Open MPI logo

Open MPI User's Mailing List Archives

  |   Home   |   Support   |   FAQ   |   all Open MPI User's mailing list

Subject: Re: [OMPI users] Fwd: [GE users] Open MPI job fails when run thru SGE
From: Reuti (reuti_at_[hidden])
Date: 2009-01-30 11:50:22


Am 30.01.2009 um 15:02 schrieb Sangamesh B:

> Dear Open MPI,
>
> Do you have a solution for the following problem of Open MPI (1.3)
> when run through Grid Engine.
>
> I changed global execd params with H_MEMORYLOCKED=infinity and
> restarted the sgeexecd in all nodes.
>
> But still the problem persists:
>
> $cat err.77.CPMD-OMPI
> ssh_exchange_identification: Connection closed by remote host

I think this might already be the reason why it's not working. A
mpihello program is running fine through SGE?

-- Reuti

> ----------------------------------------------------------------------
> ----
> A daemon (pid 31947) died unexpectedly with status 129 while
> attempting
> to launch so we are aborting.
>
> There may be more information reported by the environment (see above).
>
> This may be because the daemon was unable to find all the needed
> shared
> libraries on the remote node. You may set your LD_LIBRARY_PATH to
> have the
> location of the shared libraries on the remote nodes and this will
> automatically be forwarded to the remote nodes.

» **Stored data**:
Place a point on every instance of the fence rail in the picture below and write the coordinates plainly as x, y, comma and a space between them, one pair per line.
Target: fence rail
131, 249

» **Exercise requirements**:
A. Retype the Open MPI post from "Date: 2009-01-30 11:50:22" to "Open MPI (1.3)".
B. Pick up the Open MPI post after its last sentence and keep it going.
You won't need the lines for anything here.

» **Results in order**:
A.
Date: 2009-01-30 11:50:22


Am 30.01.2009 um 15:02 schrieb Sangamesh B:

> Dear Open MPI,
>
> Do you have a solution for the following problem of Open MPI (1.3)

B.
> ----------------------------------------------------------------------
> ----
> ----------------------------------------------------------------------
> ----
> mpirun noticed that the job aborted, but has no info as to the process
> that caused that situation.
> ----------------------------------------------------------------------
> ----
> ssh_exchange_identification: Connection closed by remote host
> ----------------------------------------------------------------------
> ----
> mpirun was unable to cleanly terminate the daemons on the nodes shown
> below. Additional manual cleanup may be required - please refer to
> the "orte-clean" tool for assistance.
> ----------------------------------------------------------------------
> ----
> node-0-19.local - daemon did not report back when launched
> node-0-20.local - daemon did not report back when launched
> node-0-21.local - daemon did not report back when launched
> node-0-22.local - daemon did not report back when launched
>
> The hostnames for infiniband interfaces are ibc0, ibc1, ibc2 .. ibc23.
> May be Open MPI is not able to identify hosts as it is using node-0-..
> . Is this causing open mpi to fail?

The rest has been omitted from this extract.